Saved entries
******

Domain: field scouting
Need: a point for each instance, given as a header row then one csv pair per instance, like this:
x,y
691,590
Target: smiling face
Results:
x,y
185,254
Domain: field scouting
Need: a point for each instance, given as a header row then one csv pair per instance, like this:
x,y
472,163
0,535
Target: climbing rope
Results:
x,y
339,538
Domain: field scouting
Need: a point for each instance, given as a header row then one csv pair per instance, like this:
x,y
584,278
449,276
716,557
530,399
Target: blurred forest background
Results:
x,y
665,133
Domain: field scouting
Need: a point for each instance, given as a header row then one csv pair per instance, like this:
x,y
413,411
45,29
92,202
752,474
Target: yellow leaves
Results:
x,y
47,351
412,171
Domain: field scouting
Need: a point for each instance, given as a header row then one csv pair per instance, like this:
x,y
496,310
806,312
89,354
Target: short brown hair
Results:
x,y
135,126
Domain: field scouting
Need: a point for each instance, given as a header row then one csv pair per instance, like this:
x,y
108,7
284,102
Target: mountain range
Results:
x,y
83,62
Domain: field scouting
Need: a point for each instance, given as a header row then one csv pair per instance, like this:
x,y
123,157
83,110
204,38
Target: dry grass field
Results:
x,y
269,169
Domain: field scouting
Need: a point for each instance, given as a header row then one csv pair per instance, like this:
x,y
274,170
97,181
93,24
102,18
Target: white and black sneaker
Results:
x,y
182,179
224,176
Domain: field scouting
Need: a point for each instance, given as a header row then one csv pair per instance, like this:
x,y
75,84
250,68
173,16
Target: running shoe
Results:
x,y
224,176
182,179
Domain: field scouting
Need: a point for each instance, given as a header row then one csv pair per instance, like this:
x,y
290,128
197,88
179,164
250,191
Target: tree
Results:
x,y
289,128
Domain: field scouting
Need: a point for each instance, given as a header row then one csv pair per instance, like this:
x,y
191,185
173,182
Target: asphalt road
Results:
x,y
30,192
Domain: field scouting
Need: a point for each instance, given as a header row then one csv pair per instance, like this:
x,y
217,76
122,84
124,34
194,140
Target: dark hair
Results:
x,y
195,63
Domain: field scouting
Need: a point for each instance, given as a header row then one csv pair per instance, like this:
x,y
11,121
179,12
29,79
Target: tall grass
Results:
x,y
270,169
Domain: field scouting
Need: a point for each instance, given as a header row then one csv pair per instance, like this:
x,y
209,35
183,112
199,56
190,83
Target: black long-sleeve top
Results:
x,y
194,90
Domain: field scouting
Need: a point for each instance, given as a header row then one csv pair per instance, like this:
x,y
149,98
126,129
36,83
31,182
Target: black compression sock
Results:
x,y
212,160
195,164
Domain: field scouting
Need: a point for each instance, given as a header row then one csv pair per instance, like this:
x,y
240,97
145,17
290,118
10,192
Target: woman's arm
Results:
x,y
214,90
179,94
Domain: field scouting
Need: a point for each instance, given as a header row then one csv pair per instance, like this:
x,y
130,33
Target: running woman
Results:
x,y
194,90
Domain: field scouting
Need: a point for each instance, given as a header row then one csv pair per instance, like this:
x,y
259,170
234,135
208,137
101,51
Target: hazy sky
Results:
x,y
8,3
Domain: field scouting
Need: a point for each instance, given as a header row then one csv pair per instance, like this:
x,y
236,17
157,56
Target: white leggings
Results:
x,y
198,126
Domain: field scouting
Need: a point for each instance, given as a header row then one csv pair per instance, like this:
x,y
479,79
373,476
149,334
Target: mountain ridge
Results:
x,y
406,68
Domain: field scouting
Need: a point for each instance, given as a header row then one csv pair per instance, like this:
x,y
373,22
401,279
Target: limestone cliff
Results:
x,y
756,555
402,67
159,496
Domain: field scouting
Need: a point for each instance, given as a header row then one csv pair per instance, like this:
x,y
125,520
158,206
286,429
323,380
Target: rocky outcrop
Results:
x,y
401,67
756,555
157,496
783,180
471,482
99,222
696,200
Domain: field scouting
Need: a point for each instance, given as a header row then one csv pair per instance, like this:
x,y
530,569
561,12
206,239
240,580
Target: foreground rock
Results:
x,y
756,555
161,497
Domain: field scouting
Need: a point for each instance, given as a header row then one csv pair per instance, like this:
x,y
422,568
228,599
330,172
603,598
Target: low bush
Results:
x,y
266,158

******

▸ **Your instructions**: Please provide an exact transcription of each line from the one holding "Target: mountain ridge" through the final line of the data above.

▸ **Response**:
Target: mountain ridge
Results:
x,y
406,68
Domain: field scouting
Need: a point for each instance, given as a header row then one csv pair per instance, like this:
x,y
373,22
401,279
Target: limestone cliff
Results:
x,y
756,555
402,67
159,496
Domain: field scouting
Need: a point for each instance, given as a header row then one csv pair per instance, like this:
x,y
125,520
158,206
286,429
323,380
Target: rocky outcrop
Results:
x,y
401,67
756,555
157,496
783,180
471,482
99,222
696,200
Domain: field scouting
Need: a point for each instance, given as a header row then one csv pair per instance, like this:
x,y
530,569
561,12
206,239
240,580
Target: foreground rock
Results:
x,y
756,555
161,497
Domain: field scouting
Need: a point for each instance, given as a header row then one csv pair per instance, like this:
x,y
422,568
228,599
330,172
603,598
Target: low bush
Results:
x,y
266,158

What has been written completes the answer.